Give back the records below exactly, omitting the pictures.

"""

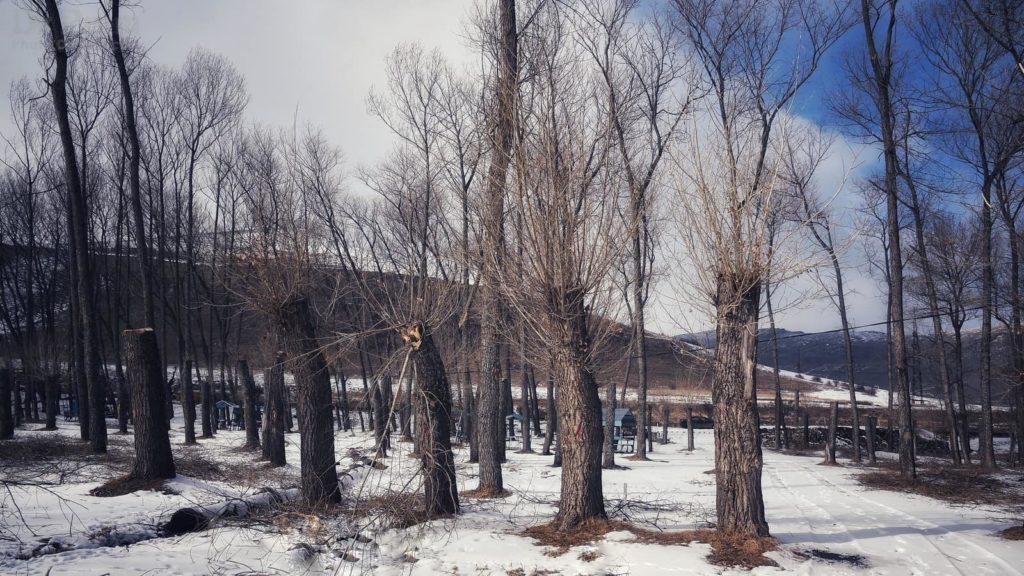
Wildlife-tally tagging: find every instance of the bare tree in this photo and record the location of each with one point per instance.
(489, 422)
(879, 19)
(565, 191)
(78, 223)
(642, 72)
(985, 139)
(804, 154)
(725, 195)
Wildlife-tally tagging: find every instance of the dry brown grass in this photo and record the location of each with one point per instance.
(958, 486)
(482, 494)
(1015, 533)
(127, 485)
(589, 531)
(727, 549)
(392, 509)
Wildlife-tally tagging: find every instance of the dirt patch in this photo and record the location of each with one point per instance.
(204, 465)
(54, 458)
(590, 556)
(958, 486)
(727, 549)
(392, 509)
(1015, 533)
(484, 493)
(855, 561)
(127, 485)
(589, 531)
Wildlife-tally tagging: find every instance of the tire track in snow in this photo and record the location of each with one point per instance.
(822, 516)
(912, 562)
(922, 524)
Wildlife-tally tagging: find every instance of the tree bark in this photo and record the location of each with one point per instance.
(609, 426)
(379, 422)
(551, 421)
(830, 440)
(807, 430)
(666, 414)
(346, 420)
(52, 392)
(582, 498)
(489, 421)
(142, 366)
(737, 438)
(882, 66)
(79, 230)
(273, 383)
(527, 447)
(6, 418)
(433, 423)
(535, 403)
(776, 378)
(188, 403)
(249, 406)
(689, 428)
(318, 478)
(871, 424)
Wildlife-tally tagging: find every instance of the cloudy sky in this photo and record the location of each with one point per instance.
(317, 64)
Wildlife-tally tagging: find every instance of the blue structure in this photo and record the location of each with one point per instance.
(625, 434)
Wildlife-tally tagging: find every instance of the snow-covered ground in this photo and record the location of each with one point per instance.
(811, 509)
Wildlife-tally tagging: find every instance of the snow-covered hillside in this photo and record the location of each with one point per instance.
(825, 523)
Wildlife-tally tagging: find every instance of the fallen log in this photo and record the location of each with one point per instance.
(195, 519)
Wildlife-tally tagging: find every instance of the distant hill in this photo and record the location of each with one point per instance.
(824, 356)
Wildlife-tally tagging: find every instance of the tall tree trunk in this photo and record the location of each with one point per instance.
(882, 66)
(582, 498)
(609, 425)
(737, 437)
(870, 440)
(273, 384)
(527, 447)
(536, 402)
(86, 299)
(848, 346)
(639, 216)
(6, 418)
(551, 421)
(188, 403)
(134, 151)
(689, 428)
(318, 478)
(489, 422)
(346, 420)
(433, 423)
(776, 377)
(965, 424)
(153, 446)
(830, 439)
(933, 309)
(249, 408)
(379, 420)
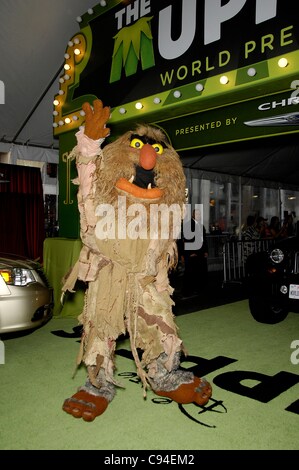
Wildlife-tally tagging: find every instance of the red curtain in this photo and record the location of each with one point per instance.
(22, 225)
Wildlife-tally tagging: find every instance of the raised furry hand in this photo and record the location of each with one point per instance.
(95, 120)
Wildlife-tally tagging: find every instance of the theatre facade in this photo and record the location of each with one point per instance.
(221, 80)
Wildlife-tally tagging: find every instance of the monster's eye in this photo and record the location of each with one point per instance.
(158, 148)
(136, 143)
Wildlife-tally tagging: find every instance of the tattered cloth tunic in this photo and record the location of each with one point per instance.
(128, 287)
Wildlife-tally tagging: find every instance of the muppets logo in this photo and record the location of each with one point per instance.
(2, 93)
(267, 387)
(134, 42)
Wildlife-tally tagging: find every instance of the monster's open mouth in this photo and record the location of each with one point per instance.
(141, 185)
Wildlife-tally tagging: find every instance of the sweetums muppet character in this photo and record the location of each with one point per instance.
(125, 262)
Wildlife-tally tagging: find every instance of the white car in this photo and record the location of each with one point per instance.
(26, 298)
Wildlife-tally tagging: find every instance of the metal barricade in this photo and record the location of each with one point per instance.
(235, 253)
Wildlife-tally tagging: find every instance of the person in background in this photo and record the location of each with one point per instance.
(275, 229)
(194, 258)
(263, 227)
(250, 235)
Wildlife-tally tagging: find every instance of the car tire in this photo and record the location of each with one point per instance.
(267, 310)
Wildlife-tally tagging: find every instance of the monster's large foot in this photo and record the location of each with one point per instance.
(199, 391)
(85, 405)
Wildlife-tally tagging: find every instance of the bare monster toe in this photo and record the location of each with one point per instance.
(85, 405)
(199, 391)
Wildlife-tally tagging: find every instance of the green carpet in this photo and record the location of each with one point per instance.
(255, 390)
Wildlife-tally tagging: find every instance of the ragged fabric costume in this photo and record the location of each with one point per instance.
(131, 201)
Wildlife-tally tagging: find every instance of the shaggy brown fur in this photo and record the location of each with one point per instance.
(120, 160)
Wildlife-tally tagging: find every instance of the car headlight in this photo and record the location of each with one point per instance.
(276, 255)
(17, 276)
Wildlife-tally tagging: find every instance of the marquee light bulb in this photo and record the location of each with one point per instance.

"""

▸ WRITTEN ANSWER:
Wildlife-tally tagging: find every instance of the bare tree in this photo and record the location of each with one point per instance.
(489, 422)
(879, 19)
(565, 191)
(78, 223)
(642, 72)
(985, 139)
(804, 154)
(725, 195)
Wildlife-tally tagging: find every instance of the dry brown grass in this photo and record the location of each with one point per instance.
(958, 486)
(482, 494)
(1015, 533)
(127, 485)
(589, 531)
(727, 549)
(392, 509)
Wildlife-tally tagging: find every instance of the dirt patch in this photo and record the location of each with one point per instance.
(204, 465)
(54, 458)
(590, 556)
(958, 486)
(727, 549)
(392, 509)
(1015, 533)
(484, 493)
(855, 561)
(127, 485)
(589, 531)
Wildlife-tally tagging: find every instance of the tire track in snow in this photo and record the location of each with one point per instance.
(822, 516)
(912, 562)
(922, 524)
Wildlife-tally tagging: find every instance of the tree bark in this photo and record the location of each with one point per instance.
(609, 426)
(379, 422)
(551, 421)
(830, 440)
(807, 430)
(666, 414)
(346, 420)
(52, 392)
(582, 498)
(489, 421)
(142, 366)
(737, 438)
(882, 66)
(79, 230)
(273, 383)
(527, 447)
(6, 418)
(433, 423)
(535, 403)
(776, 378)
(188, 403)
(249, 406)
(689, 428)
(318, 478)
(871, 424)
Wildlife-tally tagging: find every instance of the cloudy sky in this photo and record the location of each with one point per instance.
(317, 64)
Wildlife-tally tagging: find every instance of the blue structure in this photo and record the location of each with one point per instance.
(625, 434)
Wildlife-tally tagging: find every instance of the snow-covered ground in this photo and record the location of each with one point per instance.
(811, 509)
Wildlife-tally tagging: find every instance of the snow-covered hillside in this photo and record the location of each with one point per instance.
(825, 523)
Wildlife-tally tagging: find every instance of the fallen log in this photo and record the location of each with one point per instance.
(195, 519)
Wildlife-tally tagging: find every instance of the distant hill in this photo and record the location of each with one point per instance.
(824, 356)
Wildlife-tally tagging: find every instance of the tall tree trunk in this photo and record the location of each with one point per instance.
(882, 66)
(582, 498)
(609, 425)
(737, 437)
(870, 440)
(273, 384)
(527, 447)
(536, 402)
(86, 299)
(848, 346)
(639, 216)
(6, 418)
(551, 421)
(188, 403)
(134, 151)
(689, 428)
(318, 478)
(489, 422)
(346, 420)
(433, 423)
(776, 377)
(965, 424)
(153, 446)
(830, 439)
(933, 309)
(249, 408)
(379, 420)
Wildlife-tally tagging: find every instance of the red curtain in this photo and record the location of each with one point per instance.
(22, 225)
Wildlife-tally tagging: find every instance of the raised furry hand in this photo and record the location of each with one point per instance.
(95, 120)
Wildlife-tally tagging: find every instance of the theatre facade in this photo and record the location of each with one point per instance.
(221, 80)
Wildlife-tally tagging: find every instance of the monster's eye in this photo and record the location of each with one point per instance.
(158, 148)
(136, 143)
Wildlife-tally tagging: find every instance of the tattered cloth tunic in this photo and record the location of each with one point per instance.
(128, 287)
Wildlife-tally tagging: find every instance of the muppets logo in this photo and record the location of each with one point per instance.
(2, 93)
(267, 387)
(134, 42)
Wildlife-tally tagging: find every instance of the monster's open mouth in this photo and record the location of each with one point per instance.
(141, 185)
Wildlife-tally tagging: find every instance of the sweetums muppet character in this photo and record the location of each with one point per instance.
(125, 262)
Wildlife-tally tagging: find every instance of the white car in this photo and record the location of each with one point per instance.
(26, 298)
Wildlife-tally tagging: find every instance of the metal barricade in this photo and record the location of each with one point per instance.
(235, 253)
Wildlife-tally tagging: find every instance of the person in background in this photo and record the location of each with one point per instance.
(275, 229)
(194, 258)
(263, 227)
(250, 235)
Wildlife-tally tagging: find every instance of the car tire in this photo and record the location of each with one point per instance.
(267, 310)
Wildlife-tally tagging: find every instance of the monster's large foot in this photo and record the location of each with one point per instance.
(199, 391)
(85, 405)
Wildlife-tally tagging: find every instance of the bare monster toe in this photo and record the location of each with one point per instance.
(85, 405)
(199, 391)
Wildlife-tally tagging: find every instance of the green carpet in this photo and record the location of each with one point per instance.
(255, 390)
Wildlife-tally tagging: find every instance of the ragged fabric costume in this photo and record the location of each with one point per instance.
(131, 201)
Wildlife-tally tagging: find every instance of the shaggy brown fur in this photo and record the location of each with one point per instance.
(120, 160)
Wildlife-tally tagging: find every instance of the car headlight in this photo and record the location of each with one point per instance.
(276, 255)
(17, 276)
Wildlife-tally tagging: find every instance of the marquee light bulb in this photo and record the location of each with one point per instance.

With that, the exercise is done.